WORK REQUEST
Everything from the line containing "For every instance of the weathered wooden" to the end of the data must be duplicated word for word, and nothing else may appear.

DATA

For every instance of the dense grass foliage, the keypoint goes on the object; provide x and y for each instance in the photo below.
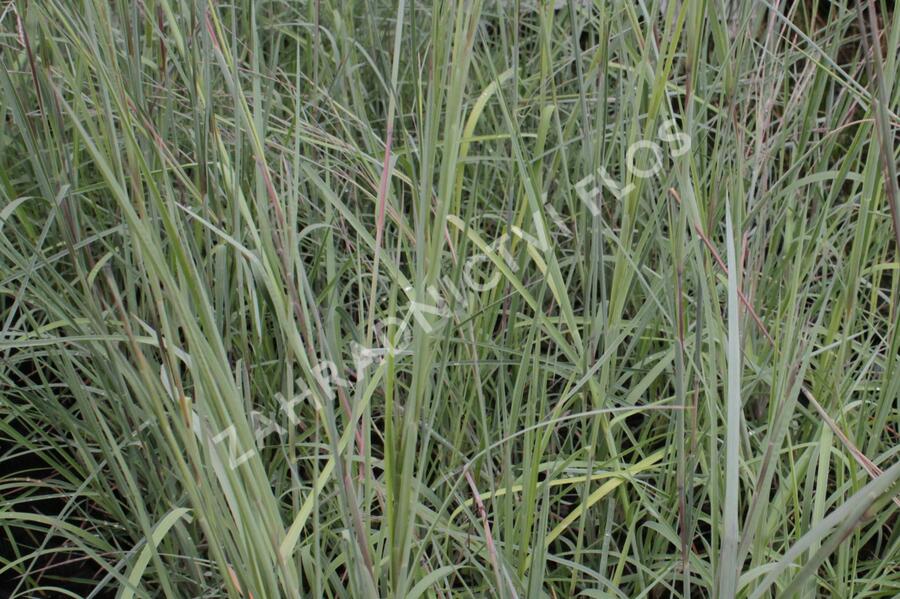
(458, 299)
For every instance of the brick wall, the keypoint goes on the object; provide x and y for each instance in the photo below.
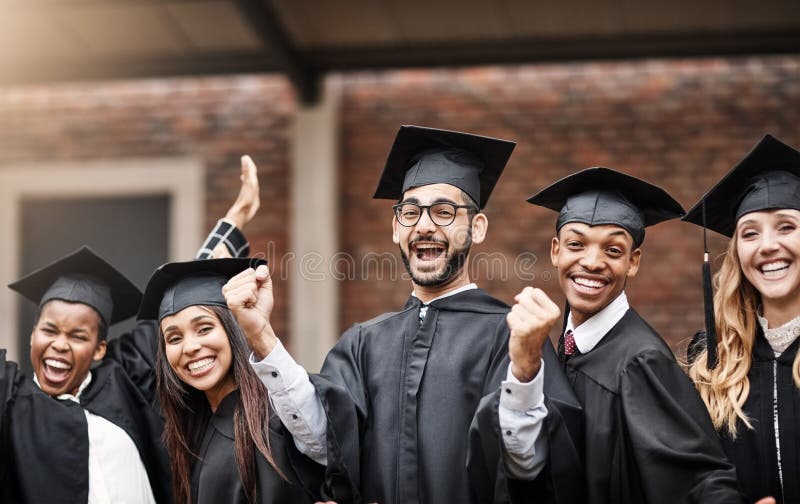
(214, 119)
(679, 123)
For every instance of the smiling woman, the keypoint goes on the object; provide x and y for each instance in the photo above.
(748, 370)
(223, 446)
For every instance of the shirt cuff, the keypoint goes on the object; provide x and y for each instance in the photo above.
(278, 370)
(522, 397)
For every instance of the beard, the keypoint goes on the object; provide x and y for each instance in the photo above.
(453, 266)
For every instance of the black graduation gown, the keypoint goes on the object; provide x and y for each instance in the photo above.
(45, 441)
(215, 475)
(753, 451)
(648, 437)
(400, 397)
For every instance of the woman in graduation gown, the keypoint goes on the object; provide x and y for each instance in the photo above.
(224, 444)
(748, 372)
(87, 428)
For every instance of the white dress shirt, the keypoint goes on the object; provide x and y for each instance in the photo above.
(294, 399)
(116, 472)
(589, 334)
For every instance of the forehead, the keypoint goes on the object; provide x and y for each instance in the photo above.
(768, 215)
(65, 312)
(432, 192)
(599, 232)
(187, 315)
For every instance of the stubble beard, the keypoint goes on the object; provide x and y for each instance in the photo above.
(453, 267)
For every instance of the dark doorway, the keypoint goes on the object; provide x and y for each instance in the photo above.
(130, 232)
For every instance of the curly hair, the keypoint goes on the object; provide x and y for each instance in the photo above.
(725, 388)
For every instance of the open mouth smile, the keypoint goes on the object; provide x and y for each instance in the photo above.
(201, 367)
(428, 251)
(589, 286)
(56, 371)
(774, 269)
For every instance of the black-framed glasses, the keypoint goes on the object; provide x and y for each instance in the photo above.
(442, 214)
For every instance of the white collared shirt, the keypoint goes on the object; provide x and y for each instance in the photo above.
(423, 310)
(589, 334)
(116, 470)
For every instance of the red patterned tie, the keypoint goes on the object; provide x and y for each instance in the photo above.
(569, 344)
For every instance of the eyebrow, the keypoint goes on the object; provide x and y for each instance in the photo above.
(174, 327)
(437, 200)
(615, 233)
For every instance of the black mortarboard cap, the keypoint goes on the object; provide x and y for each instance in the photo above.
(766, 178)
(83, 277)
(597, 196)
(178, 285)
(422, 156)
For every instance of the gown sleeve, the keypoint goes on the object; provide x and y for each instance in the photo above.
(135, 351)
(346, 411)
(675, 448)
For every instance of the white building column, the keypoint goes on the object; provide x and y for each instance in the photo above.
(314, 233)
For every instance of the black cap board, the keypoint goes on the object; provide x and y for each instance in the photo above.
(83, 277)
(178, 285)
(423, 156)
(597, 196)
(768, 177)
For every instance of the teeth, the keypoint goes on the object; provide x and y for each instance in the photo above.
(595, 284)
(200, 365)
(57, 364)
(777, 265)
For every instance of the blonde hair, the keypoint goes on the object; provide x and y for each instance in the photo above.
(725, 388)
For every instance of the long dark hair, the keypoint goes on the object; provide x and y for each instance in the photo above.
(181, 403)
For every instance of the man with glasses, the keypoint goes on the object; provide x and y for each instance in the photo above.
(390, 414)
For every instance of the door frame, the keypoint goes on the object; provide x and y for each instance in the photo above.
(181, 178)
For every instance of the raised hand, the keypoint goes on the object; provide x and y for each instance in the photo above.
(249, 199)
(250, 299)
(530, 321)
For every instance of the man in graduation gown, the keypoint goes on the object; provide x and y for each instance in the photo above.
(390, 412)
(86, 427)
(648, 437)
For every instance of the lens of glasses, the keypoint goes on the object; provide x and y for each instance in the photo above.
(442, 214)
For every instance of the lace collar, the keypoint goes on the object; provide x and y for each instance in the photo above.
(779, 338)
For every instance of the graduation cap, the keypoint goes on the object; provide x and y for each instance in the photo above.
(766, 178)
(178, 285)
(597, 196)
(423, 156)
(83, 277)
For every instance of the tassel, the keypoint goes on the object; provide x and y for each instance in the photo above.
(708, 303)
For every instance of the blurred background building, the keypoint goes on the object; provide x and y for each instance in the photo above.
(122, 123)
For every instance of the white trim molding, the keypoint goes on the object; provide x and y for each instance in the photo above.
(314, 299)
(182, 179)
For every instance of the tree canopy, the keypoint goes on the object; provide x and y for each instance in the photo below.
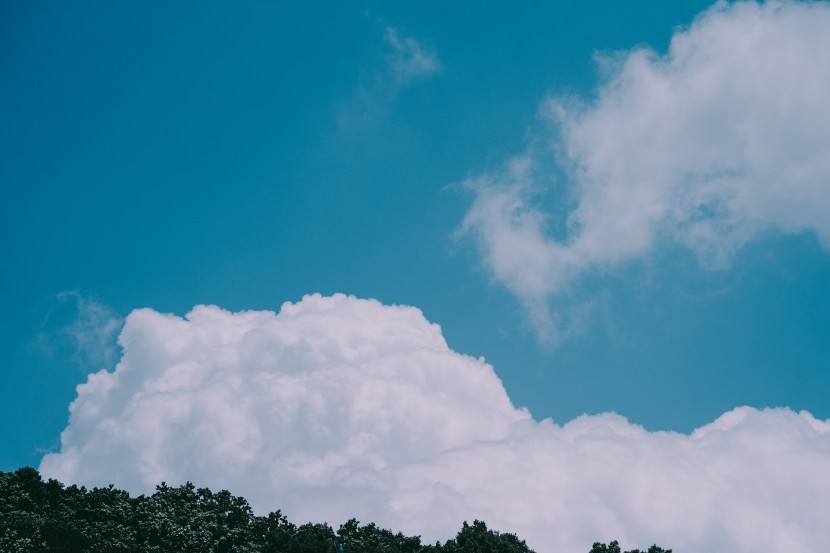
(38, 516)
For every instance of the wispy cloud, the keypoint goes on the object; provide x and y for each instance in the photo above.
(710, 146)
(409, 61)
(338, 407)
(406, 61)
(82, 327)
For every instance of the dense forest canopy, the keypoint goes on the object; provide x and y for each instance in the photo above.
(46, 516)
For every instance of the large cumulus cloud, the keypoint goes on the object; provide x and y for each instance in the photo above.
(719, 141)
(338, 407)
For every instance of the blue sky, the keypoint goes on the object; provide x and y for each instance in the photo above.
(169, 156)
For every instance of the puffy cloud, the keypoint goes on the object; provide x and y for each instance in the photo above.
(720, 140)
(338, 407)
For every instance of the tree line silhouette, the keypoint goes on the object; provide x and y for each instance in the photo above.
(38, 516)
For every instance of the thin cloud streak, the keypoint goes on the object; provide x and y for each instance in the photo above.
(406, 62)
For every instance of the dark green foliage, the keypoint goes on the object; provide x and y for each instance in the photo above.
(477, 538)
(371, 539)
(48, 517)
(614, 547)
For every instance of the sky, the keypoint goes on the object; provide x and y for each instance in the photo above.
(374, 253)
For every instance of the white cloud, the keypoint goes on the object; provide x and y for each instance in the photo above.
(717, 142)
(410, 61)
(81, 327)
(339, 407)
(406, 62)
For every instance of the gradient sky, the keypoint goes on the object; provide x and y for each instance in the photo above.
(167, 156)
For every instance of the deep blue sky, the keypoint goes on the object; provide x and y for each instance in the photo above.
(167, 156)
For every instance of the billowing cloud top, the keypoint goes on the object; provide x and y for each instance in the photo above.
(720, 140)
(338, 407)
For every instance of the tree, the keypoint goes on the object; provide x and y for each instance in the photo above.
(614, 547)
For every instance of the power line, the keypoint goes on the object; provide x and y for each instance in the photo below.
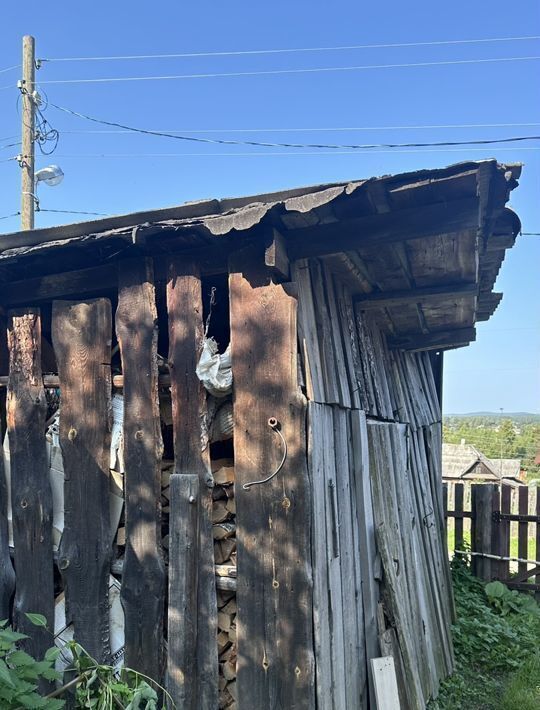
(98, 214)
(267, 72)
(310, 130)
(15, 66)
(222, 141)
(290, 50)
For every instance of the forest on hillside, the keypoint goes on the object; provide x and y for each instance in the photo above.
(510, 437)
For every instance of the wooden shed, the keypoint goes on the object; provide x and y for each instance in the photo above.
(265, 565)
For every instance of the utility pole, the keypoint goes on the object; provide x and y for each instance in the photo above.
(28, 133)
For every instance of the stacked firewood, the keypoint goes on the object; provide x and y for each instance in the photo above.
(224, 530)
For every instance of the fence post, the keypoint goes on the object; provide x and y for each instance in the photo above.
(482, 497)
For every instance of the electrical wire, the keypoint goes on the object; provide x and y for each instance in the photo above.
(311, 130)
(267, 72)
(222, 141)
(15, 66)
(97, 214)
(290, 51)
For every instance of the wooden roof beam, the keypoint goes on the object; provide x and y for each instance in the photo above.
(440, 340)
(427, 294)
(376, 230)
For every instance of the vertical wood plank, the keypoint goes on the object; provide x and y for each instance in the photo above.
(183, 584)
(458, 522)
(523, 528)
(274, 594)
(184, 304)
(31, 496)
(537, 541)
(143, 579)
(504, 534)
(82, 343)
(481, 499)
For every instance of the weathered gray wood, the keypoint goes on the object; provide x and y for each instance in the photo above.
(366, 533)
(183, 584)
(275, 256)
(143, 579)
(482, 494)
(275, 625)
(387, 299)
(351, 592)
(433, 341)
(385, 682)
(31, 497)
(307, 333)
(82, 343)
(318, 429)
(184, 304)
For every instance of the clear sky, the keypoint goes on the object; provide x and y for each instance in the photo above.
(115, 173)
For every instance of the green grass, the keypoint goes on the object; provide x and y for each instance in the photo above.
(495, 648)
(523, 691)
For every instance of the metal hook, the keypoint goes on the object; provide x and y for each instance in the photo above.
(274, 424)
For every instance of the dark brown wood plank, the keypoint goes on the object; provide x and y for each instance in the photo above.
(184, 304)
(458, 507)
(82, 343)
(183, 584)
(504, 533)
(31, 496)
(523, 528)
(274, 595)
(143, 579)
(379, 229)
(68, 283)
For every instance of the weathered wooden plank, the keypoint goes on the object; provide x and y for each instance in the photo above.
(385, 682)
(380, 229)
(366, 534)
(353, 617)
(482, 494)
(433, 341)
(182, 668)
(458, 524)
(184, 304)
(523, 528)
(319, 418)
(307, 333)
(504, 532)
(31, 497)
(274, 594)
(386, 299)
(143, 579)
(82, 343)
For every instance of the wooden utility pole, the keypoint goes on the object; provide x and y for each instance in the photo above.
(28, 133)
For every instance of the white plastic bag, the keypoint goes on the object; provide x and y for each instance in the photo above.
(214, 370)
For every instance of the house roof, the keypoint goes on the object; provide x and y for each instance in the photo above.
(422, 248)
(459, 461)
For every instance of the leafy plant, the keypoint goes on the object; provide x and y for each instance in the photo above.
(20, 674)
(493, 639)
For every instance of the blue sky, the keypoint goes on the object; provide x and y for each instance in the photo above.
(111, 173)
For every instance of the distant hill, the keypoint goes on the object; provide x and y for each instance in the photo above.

TASK OUTPUT
For every instance of the weathered wooden plank, the keypoint goes on the object; provide x and y for each instance in the photo above.
(385, 682)
(380, 229)
(366, 534)
(353, 617)
(482, 494)
(433, 341)
(182, 668)
(458, 524)
(184, 304)
(523, 528)
(319, 418)
(307, 333)
(504, 532)
(31, 497)
(274, 594)
(386, 299)
(143, 579)
(82, 343)
For every instance of the wooden utility pole, the keypoint goes on the object; provide x and y for each instance in the photo above.
(28, 133)
For every instance of the white plastic bag, the keypoint goes on the object; provide x and y for each instance in the photo above.
(214, 370)
For every instance of the house roof, the keypoint goes on the object; provide x and y for each instance in the photo above.
(422, 248)
(459, 461)
For every instance of the leafy plant, the keypoint goes on the object; provide x and y for each instance in the photo above.
(20, 674)
(493, 639)
For every instance of the blue sky, the keypoint goes on the object; provide x and y for each instance in the photo above.
(111, 173)
For every instance of the distant hill, the keypoint goes on the object; provide x and y for each instance in the photo above.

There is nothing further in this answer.